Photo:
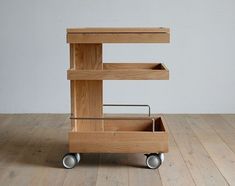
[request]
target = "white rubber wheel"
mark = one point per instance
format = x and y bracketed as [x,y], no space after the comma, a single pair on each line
[69,161]
[78,157]
[153,161]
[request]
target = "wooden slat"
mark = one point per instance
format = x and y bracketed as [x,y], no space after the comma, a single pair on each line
[118,30]
[122,72]
[118,38]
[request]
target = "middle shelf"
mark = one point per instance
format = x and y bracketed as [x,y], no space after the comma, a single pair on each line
[122,71]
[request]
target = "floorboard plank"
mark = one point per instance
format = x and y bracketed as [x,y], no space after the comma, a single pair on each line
[219,152]
[203,169]
[174,171]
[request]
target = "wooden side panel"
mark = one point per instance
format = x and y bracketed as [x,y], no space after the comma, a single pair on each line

-*-

Please reproduce all the entries above line for line, omitting the pictures.

- **FULL OUTPUT**
Photo:
[request]
target = "white rubber wheel"
mark = one point per instance
format = x and y bracketed as [x,y], no space after the comma, a single pair on each line
[69,161]
[78,157]
[153,161]
[request]
target = "wooden slat"
mark = one point per instance
format = x and y bracketed as [x,y], no space after the comma, a single pair on each line
[118,30]
[122,72]
[118,38]
[request]
target = "middle shelf"
mark = one point per instance
format = x and y bracketed as [x,y], no space after the comma, a single pair on each line
[122,71]
[request]
target = "floorboard plank"
mark = one point per instance
format = x and y bracketed as [x,y], no space after the comma, a single pair on each line
[219,152]
[203,169]
[174,171]
[request]
target = "wooden side panel"
mark = one point per instance
format = x and y bracketed as [x,y], no space after the comma, a single pair on each line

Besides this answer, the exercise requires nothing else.